**Text block:**
Re: Unicode Keyboard Input Linux

2004-06-23 Thread Elvis Presley
--- Denis Barbier [EMAIL PROTECTED] wrote:
 I have another question about UTF-8 and kbd: some keymaps are defined
 twice, with Unicode notation and numerical (or litteral) notation, like
 mk-utf.map and mk-cp1251.map.  Since Unicode notation is needed to
 input non-ASCII characters, all keymaps will sooner or later provide
 a -utf variant.  But why is Unicode notation handled in a different
 manner by loadkeys?  This distinction could be made depending on
 KDGKBMODE ioctl but not on input format so that a single keymap can
 be used.

In reading keymaps man pages, I naturally assume that these text files are
utf-8, and that international characters can be used in keysym i.e. action
positions, so I don't know exactly what you mean by /unicode/ notation. Is that
some kind of ascii notation used to represent unicode?

Elvis

I have some questions about keymaps myself :

1) Man page of LOADKEYS

BUGS

The keyboard translation table is common for all the virtual consoles, so any
changes to the keyboard bindings affect all the virtual consoles. :-(

This is not a bug; it is a design defect. Each virtual keyboard needs its own
keymap which translates keycodes (= modifier, key, event} into characters.

2) Man page of DUMPKEYS

My cygwin does not respond to any of the keymaps commands, but I haven't
checked my PATH variable (yet).

**Exercise instructions:**
- A) List every man page named in the thread on Unicode keyboard input.
- B) Answer these from the Unicode keyboard input thread:
(i) Which two keymap files are given as examples of keymaps defined twice?
(ii) Under the BUGS heading of the LOADKEYS man page, what do changes to the keyboard bindings affect?
(iii) What has the writer not yet checked about the cygwin setup?
- C) Carry on the thread about Unicode keyboard input from its last sentence.
The rows after this point are separate material, apart from the thread above.

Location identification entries
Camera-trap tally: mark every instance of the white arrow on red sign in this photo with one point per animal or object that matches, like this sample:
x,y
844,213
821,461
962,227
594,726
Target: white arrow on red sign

**Set of answers:**
- A) keymaps, LOADKEYS, DUMPKEYS

- B)
(i) mk-utf.map and mk-cp1251.map
(ii) All the virtual consoles
(iii) The PATH variable

- C)
3) Virtual Consoles and xterms coexist!

You can even run a complete X session(=display?) in each console. The X Window
System will use the virtual console 7 by default. So if you start X and then
switch to one of the text-based virtual consoles, you can go back again to X by
typing Alt-F7.
O'Reilly, Running Linux, 3rd ed. 1999, pg. 94

When X is started, it opens the first unused console [unused? /dev/console as
a clone driver?]. While X is running, you can use Ctrl-Alt-Fn to switch to VTn.
When X finishes, it will return to the original console [huh?]
http://www.tldp.org/HOWTOP/Keyboard-and-Console-HOWTO-13.html

Therefore,

a) 'virtual consoles' must emulate a graphical terminal. (xterms emulate
vt100's, character-mode terminals, so you could not run an instance of X in an
xterm, but it looks like you can (and do!) run X in a virtual console.)

Hypothesis: you should also be able to run an X server as an X client in an X
window, since each window is a graphical terminal emulator. Only the interfaces
are different. I imagine the second, nested version of X, would open an X
window using the xlib protocol.

b) 'vterms(=virtual consoles)' and 'xterms' must be able to coexist.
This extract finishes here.